Set down the records below in full, exactly as they read.

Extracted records
┌────────
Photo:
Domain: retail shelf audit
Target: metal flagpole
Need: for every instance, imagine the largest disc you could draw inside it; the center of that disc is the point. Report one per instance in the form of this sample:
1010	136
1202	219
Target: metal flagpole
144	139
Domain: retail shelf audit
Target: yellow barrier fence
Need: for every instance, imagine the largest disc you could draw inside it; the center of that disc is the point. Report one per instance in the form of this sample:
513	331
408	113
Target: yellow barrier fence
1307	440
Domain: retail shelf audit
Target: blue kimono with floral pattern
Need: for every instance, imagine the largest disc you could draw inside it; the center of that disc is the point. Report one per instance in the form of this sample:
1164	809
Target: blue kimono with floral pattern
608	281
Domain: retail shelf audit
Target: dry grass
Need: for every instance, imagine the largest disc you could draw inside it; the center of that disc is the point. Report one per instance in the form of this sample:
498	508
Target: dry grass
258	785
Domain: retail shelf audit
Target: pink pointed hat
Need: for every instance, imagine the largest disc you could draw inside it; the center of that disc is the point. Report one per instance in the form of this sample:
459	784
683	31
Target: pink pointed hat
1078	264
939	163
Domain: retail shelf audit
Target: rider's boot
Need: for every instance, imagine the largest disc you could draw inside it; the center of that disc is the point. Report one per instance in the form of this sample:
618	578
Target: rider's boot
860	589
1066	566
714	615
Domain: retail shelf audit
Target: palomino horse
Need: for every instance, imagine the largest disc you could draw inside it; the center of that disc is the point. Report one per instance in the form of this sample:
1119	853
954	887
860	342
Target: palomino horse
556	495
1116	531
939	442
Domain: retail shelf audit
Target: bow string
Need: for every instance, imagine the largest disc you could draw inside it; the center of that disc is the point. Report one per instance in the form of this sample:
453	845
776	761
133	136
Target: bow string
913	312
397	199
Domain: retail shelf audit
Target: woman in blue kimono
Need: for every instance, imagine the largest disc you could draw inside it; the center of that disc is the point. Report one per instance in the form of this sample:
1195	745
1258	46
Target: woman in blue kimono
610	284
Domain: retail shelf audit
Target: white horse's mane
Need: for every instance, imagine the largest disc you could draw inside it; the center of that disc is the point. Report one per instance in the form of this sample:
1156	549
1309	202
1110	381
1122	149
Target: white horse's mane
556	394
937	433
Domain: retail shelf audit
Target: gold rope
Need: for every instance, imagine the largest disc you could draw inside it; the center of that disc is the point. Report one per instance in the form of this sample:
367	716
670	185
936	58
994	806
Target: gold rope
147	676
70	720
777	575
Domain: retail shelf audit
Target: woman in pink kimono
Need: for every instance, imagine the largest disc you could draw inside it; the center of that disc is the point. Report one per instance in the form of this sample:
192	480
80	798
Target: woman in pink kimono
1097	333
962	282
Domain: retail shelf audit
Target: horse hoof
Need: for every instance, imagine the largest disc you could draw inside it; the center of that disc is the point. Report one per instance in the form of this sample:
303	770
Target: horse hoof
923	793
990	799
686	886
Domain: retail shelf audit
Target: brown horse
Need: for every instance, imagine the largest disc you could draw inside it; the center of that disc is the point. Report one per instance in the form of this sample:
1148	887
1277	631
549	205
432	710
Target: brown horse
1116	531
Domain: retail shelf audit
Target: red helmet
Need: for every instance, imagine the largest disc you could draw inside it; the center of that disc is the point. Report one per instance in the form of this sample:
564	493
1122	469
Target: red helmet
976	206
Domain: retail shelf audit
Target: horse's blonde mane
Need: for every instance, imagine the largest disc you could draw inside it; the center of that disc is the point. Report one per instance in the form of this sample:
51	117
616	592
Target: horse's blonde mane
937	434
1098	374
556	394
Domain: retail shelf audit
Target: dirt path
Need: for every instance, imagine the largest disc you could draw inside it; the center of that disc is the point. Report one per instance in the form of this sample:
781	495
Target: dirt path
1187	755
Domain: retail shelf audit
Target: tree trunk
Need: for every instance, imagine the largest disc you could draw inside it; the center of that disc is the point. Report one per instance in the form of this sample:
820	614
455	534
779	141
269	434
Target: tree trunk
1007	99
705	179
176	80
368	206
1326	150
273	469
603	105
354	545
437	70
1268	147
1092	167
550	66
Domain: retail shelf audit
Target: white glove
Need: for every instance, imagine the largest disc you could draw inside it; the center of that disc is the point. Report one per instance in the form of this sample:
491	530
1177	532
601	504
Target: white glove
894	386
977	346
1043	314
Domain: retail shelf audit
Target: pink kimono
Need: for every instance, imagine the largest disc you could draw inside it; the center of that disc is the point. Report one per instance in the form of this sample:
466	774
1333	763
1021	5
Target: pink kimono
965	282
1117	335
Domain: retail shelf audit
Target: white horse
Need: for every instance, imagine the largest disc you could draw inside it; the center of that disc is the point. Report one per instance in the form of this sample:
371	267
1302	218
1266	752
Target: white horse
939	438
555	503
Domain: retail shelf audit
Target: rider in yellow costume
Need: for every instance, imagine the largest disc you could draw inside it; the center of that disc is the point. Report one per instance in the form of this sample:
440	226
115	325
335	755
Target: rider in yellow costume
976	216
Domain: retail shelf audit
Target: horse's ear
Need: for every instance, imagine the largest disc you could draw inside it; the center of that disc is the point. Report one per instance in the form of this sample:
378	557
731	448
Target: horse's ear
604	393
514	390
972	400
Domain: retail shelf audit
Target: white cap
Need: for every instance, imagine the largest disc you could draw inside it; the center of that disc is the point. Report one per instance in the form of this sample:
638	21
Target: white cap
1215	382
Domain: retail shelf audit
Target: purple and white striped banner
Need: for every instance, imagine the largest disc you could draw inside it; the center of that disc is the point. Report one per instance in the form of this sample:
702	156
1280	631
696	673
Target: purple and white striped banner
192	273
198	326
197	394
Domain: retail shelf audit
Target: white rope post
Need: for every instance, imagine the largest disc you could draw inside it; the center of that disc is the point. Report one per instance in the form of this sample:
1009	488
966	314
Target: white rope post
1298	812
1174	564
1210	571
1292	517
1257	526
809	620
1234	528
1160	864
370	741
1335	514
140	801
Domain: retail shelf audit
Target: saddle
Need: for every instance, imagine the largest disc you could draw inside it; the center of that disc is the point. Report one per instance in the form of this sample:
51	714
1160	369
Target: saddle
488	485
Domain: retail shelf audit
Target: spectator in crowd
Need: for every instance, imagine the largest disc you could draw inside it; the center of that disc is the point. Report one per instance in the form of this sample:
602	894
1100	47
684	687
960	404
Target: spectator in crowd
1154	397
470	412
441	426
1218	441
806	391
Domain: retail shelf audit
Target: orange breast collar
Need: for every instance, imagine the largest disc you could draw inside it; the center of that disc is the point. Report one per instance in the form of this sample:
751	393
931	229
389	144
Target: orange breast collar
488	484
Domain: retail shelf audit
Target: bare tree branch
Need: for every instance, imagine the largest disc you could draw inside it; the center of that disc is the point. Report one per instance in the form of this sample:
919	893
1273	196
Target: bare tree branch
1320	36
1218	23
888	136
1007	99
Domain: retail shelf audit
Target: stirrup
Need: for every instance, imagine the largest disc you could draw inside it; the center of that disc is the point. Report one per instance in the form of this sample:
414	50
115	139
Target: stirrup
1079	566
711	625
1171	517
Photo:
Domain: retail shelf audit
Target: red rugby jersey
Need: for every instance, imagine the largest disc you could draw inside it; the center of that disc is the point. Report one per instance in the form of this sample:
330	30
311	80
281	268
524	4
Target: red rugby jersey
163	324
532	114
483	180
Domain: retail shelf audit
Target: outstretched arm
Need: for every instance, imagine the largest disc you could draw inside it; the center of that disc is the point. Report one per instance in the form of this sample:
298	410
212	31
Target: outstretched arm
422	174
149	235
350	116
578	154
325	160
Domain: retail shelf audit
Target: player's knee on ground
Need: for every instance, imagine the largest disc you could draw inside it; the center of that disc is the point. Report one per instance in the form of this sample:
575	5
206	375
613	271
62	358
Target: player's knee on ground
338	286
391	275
└────────
*Answer space*
Photo:
Domain: retail shelf audit
Target: metal flagpole
Need: for every instance, imagine the largest disc you could draw inside it; the center of that disc is the point. Report one per instance in the form of this sample:
1010	136
1202	219
Target: metal flagpole
144	139
Domain: retail shelf audit
Target: yellow barrier fence
Need: for every instance, imagine the largest disc you could draw inside it; the center of that disc is the point. Report one per instance in the form of this sample:
513	331
408	113
Target: yellow barrier fence
1307	440
Domain: retail shelf audit
Target: blue kimono with floral pattern
Need: for every instance, imagine the largest disc you could draw inside it; the center of that disc is the point. Report one per instance in the form of this sample:
1164	809
Target: blue kimono with floral pattern
608	281
Domain: retail shelf audit
Target: dry grass
Need: for every instance, imagine the largest disc you could draw inside it; the center of that disc is the point. Report one per instance in the form of this sample:
498	508
Target: dry grass
258	785
Domain: retail shelf audit
Target: pink pointed hat
Need: for every instance, imagine the largest disc you could draw inside it; the center of that disc is the point. Report one per instance in the form of this sample:
459	784
683	31
Target: pink pointed hat
1078	264
939	163
Domain: retail shelf audit
Target: rider's boot
Need: for every instance, imagine the largest disc you could draw inside it; the center of that disc is the point. Report one per instance in the form of this sample:
618	578
Target: rider's boot
860	589
1066	566
714	615
Domain: retail shelf audit
Target: palomino horse
Need: for every instance, imagine the largest disc you could draw inside it; the center of that disc is the point. Report one per instance in the form of this sample:
1119	853
954	887
860	342
Target: palomino horse
556	495
1116	531
939	442
Domain: retail shelf audit
Target: bow string
Need: for every instance, imagine the largest disc you could draw inside it; the center of that disc is the point. Report one per instance in the form of this sample:
453	845
776	761
133	136
Target: bow string
913	312
397	199
Domain: retail shelf audit
Target: woman in blue kimono
Need: for every instance, imagine the largest disc you could draw inside it; the center of that disc is the point. Report one per instance in the form of this sample:
1195	745
1258	46
Target: woman in blue kimono
610	284
Domain: retail shelf audit
Target: white horse's mane
Need: for every instance, imagine the largest disc you could draw inside it; the center of that disc is the point. Report one per instance in the form of this sample:
1156	549
1309	202
1110	381
1122	149
Target: white horse's mane
556	394
937	433
Domain: retail shelf audit
Target: gold rope
Need: for every instance, imagine the largest disc you could draw inside it; the center of that disc is the point. Report one per instance in the form of this sample:
367	716
670	185
936	58
994	806
Target: gold rope
147	676
70	720
777	575
Domain: retail shelf audit
Target: woman in pink kimono
Need: for every instance, imagine the largest disc you could draw inside it; the center of that disc is the point. Report one per instance in the form of this sample:
192	480
80	798
Target: woman in pink kimono
1097	333
962	282
Domain: retail shelf audit
Target: horse hoof
Need: for every instance, imagine the largest disc you could draw inside it; the center of that disc is the point. Report one per instance in the form of this sample:
303	770
Target: horse hoof
923	793
990	799
686	886
Domain: retail shelf audit
Target: brown horse
Need: for every instance, imagine the largest disc you could draw inside it; the center of that disc is the point. Report one per instance in the form of this sample:
1148	887
1277	631
549	205
432	710
Target: brown horse
1116	531
Domain: retail shelf audit
Target: red helmet
Need: for every instance, imagine the largest disc you could draw inside it; the center of that disc is the point. Report one per instance in the form of this sample:
564	493
1122	469
Target: red helmet
976	206
Domain: retail shelf audit
Target: horse's blonde mane
Need: for every instance, imagine the largest disc you could draw inside it; the center of that disc is the point. Report one per instance in the form of this sample:
51	117
616	592
Target: horse's blonde mane
937	434
1098	374
556	394
Domain: retail shelf audit
Target: dirt path
Need: for every instance, imagine the largest disc you could draw inside it; the center of that disc is the point. Report one per instance in the form of this sample:
781	495
Target: dirt path
1187	755
Domain: retail shelf audit
Target: tree trunk
Need: for every instance, imagine the largest disc you could draw inside it; the center of that disc is the point. Report one per instance in the form of this sample:
820	614
455	534
779	141
269	434
Target: tree trunk
1007	99
705	179
176	80
368	206
1326	150
273	469
603	105
354	545
437	70
1268	147
1092	167
550	66
Domain: retail shelf audit
Target: white glove
Need: for every instance, imagine the largest disc you could draw inside it; the center of that disc is the point. Report one per instance in the form of this sample:
491	530
1177	532
601	504
Target: white glove
894	386
977	346
1043	314
Domain: retail shelf audit
Target: pink kimono
Need: for every instance, imagine the largest disc you could draw inside it; the center of that disc is the point. Report one per instance in the form of this sample:
466	774
1333	763
1021	5
Target: pink kimono
965	282
1117	335
Domain: retail shelf audit
Target: white horse
Need: for every instance, imagine the largest disc you could draw inside it; the center of that disc is the point. Report one per instance in the form of this sample:
371	267
1302	218
1266	752
Target: white horse
939	438
555	503
Domain: retail shelf audit
Target: rider in yellow costume
Need: for every instance, imagine the largest disc you could draw inside it; the center of that disc is the point. Report one per instance in the form of this sample:
440	226
115	325
335	755
Target: rider in yellow costume
976	216
Domain: retail shelf audit
Target: horse's ear
Need: for every instance, imagine the largest disc you could draw inside it; the center of that disc is the point. Report one per instance in the form of this sample:
378	557
731	448
Target: horse's ear
604	393
514	390
972	400
Domain: retail shelf audit
Target: white cap
Need: for every instance, imagine the largest disc you could draw inside it; the center of that disc is the point. Report one per instance in the form of this sample:
638	21
Target: white cap
1215	382
Domain: retail shelf audit
Target: purple and white striped banner
Need: for every instance, imagine the largest disc you could draw inside it; the center of that disc is the point. Report one per instance in the form of this sample:
702	156
1280	631
696	673
Target: purple and white striped banner
192	273
198	326
197	394
Domain: retail shelf audit
Target: white rope post
Need: for every instance, imagine the largest disc you could draw inside it; the center of that disc is the point. Report one per instance in the form of this sample:
1009	488
966	314
Target: white rope post
1298	812
1174	564
1210	571
1292	517
1257	526
809	620
1234	528
1160	864
370	741
1335	514
140	801
Domain: retail shelf audit
Target: saddle
Need: for every instance, imagine the largest disc you could draw inside it; the center of that disc is the point. Report one per instance in the form of this sample:
51	714
1160	369
Target: saddle
488	485
Domain: retail shelf audit
Target: spectator in crowd
Need: for every instance, imagine the largest disc you could draw inside it; the center of that disc is the point. Report one per instance in the form of this sample:
602	894
1100	47
684	687
960	404
Target: spectator in crowd
1154	397
470	412
441	426
1218	441
806	391
Domain: retail shelf audit
Target: orange breast collar
Need: for every instance, imagine the largest disc you could draw inside it; the center of that disc is the point. Report one per instance in the form of this sample:
751	393
931	229
389	144
Target: orange breast collar
488	484
Domain: retail shelf audit
Target: bare tree branch
Need: for every instance, imagine the largest disc you could draw inside it; the center of that disc is the point. Report one per instance in the form of this sample:
919	893
1273	196
Target: bare tree branch
1320	36
1218	23
888	136
1007	99
Domain: retail shelf audit
Target: stirrup
Need: for every instance, imagine the largest disc you could draw inside it; the center of that disc is the point. Report one per instance in the form of this sample:
414	50
115	139
Target: stirrup
1079	566
711	625
1171	517
Photo:
Domain: retail shelf audit
Target: red rugby jersey
Need: for every instance, imagine the largest disc you could draw inside it; the center of that disc is the point. Report one per instance in the form of this sample:
330	30
311	80
281	268
524	4
Target: red rugby jersey
163	324
532	114
483	180
Domain: retail shelf audit
Target: outstretched arm
Need: for every instance, imagine the largest disc you could draw inside it; the center of that disc is the point. Report one per instance in the form of this sample:
298	410
212	31
Target: outstretched arm
422	174
149	235
350	116
578	154
325	160
Domain: retail shelf audit
Target: player's knee on ground
Need: for every instance, imagine the largest disc you could draw inside it; the center of that disc is the point. Report one per instance in the form of this sample:
575	5
206	375
613	271
62	358
Target: player's knee on ground
338	286
391	275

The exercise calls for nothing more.